Page excerpt Start Marker

Monday, July 21, 2014

Food Diaries and Nutritionist


My nutritionist gave me the adult version of this plate. Half of our plates are supposed to be vegetables. I kept a three week long food diary. My calories per day ranged from 1560-2300. The average was 1800-2000.

In a three week period, the "bad foods" I ate was 10 small onion rings--on July 4th with a grilled chicken sandwich from a restaurant, a piece of blueberry pie at a church potluck and 1 chocolate chip cookie from a box of them my husband bought.

Good meals included quinoa patties, veggie patties, almond milk, peaches, tomatoes, green beans,  a bucket of frozen broccoli and oriental vegetables cooked, one seaweed package, multiple salads, grilled chicken and a few bananas.

 I learned to avoid a certain mainstream corporate restaurant like the plague. MSG? Even in grilled chicken, rice and broccoli? I still have some bad habits to tighten down. I shouldn't have eaten the sweets. I like to eat half turkey sandwiches.

A lot of my food is lighter "lunch" fare. Many things have too many calories in them like 1 packet of fancy ramen noodles from an Asian grocery store having 500 calories. Watermelon seems to ease my digestive system and has only 50 calories a cup.

However I am too damn hungry all the time. It worries me.  It's 11:20 and I ate two piece of toast with vegan butter and a cup of scrambled tofu with some green onions and green peppers at 8:00 am and I already have hunger pain going like gangbusters. Why does the body want food constantly? Why can't it leave me alone?

I learned to delay lunch to stretch things out. The nutritionist wants me to eat every 4 hours. The food insecurity stuff makes eating healthy hard. I'm out of lettuce today which is irritating me because I need to fill up half my plate with veggies. I need more low calorie vegetable dish ideas.

One doctor wants me to eat 1200 a day. I don't see it happening but I have to get things lower then what they are. I may tell the nutritionist I am going to attempt 1800 a day as a baselevel to stick to.

Page excerpt End Marker
Supplied entries Start Marker

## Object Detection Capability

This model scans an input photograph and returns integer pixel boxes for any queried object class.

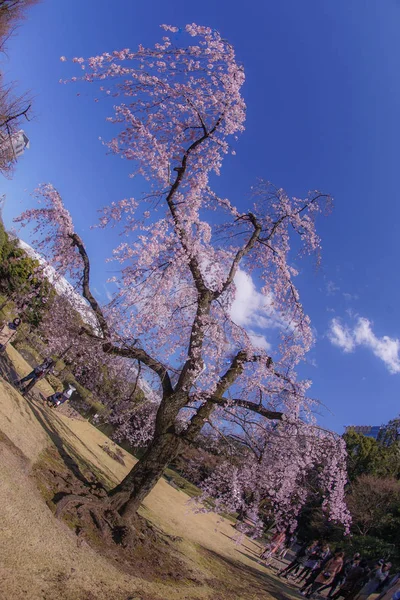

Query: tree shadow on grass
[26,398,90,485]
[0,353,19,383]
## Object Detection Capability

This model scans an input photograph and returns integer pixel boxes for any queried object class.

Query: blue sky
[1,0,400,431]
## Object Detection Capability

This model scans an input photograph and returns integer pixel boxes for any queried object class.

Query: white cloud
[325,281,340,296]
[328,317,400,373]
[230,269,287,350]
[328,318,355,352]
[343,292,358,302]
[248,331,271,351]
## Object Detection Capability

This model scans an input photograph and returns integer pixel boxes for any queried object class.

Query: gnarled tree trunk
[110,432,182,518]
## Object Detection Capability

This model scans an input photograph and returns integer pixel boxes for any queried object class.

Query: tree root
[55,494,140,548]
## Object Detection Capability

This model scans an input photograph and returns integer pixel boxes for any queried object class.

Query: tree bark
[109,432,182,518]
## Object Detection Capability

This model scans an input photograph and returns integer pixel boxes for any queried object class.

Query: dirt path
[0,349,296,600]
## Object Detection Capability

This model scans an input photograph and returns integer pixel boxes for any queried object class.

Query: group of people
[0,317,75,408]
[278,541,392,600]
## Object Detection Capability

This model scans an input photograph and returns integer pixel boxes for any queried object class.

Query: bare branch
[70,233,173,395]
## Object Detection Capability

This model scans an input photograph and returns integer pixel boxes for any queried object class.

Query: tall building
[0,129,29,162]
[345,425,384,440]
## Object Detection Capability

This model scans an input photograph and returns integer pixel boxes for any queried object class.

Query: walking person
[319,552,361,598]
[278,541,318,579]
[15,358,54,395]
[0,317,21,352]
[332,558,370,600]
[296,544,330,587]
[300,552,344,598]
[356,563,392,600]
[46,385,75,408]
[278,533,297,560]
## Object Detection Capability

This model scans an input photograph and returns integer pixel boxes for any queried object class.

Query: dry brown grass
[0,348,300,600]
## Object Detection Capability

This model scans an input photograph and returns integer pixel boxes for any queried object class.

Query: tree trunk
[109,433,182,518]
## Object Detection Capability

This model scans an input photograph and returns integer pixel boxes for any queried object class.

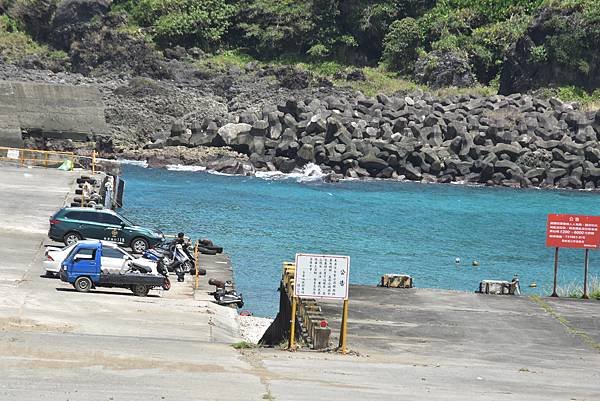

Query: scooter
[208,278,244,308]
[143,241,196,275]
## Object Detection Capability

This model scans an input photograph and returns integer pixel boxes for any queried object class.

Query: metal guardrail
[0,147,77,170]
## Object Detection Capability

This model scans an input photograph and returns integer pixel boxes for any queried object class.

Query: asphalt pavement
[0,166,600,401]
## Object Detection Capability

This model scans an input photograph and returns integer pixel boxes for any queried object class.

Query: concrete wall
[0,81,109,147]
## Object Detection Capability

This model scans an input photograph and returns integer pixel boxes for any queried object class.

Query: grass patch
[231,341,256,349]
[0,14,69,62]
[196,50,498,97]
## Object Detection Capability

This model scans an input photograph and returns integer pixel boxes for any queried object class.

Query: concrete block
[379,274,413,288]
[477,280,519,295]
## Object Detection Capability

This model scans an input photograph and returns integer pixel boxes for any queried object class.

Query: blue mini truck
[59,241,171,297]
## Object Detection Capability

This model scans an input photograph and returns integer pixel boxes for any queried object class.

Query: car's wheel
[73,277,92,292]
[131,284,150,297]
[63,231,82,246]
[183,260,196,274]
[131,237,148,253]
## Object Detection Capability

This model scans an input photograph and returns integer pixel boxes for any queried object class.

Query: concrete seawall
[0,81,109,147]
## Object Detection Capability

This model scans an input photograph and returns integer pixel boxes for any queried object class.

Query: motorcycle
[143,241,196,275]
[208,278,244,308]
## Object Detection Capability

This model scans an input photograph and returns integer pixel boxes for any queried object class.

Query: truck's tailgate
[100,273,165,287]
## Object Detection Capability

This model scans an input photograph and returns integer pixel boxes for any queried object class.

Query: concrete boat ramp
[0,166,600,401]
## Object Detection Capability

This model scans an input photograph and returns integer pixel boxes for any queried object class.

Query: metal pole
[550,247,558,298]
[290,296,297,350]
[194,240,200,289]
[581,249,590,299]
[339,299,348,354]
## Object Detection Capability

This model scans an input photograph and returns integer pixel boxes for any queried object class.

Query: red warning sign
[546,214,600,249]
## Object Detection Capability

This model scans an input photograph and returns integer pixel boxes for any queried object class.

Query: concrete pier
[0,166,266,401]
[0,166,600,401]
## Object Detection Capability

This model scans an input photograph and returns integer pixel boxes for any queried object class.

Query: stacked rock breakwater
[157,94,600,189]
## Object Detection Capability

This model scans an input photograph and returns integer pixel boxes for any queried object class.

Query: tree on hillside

Supplied entries End Marker

● What to do:
**a)** List every item the food diary post counts among the "bad foods" eaten during the three-week period.
**b)** Carry on the food diary post from its last sentence.

● Answers for the tasks:
**a)**
- 10 small onion rings (on July 4th, with a grilled chicken sandwich from a restaurant)
- A piece of blueberry pie (at a church potluck)
- 1 chocolate chip cookie (from a box of them the writer's husband bought)

**b)**
  I took a walk almost everyday, not sure what to do know since heat is back but did stretchy bands last night. Well food is complicated. Hopefully the increase in vegetables will help me. Even with the lipedema diagnosis, I still have to make sure I do not gain weight and get off what I can. Hopefully with a Flexitouch machine coming soon, I will lose more water weight.

I have slept less on the increase in thyroid, no more 12-13 hour sleep marathons. I can feel a change already.

1 comment:

  1. I've used LoseIt.com on and off as a calorie diary; it's not perfect but it works for me. I've also heard highly of NutritionData.com. On LoseIt, I can enter whatever I'm making as a custom recipe and then add whatever my share of the food was to my log.

    Veggies are honestly my main food group. I tend to eat extra veggies rather than the traditional 'starches'; gluten makes me drowsy, I don't like potatoes enough for it to be worth the effort, and I just prefer veggies to grains like rice or quinoa. I love most vegetables, especially stir-fried; when I first tried counting calories I started measuring my oil and found I could get by with much less than I used to use. Half a tablespoon is enough, or one slice of center-cut bacon if the flavour is right for the meal. I also find I'm less hungry if I eat lots of green and/or fibrous vegetables, like celery and broccoli. (Celery has the benefit of being really cheap.) One vegetable I love that a lot of people don't seem to eat is bok choy. It's easiest to find at Asian stores and it's usually under a dollar per pound, and it's very low-calorie and has this lovely clean taste that I can throw into almost anything. Plus the dark green parts are extremely good for you.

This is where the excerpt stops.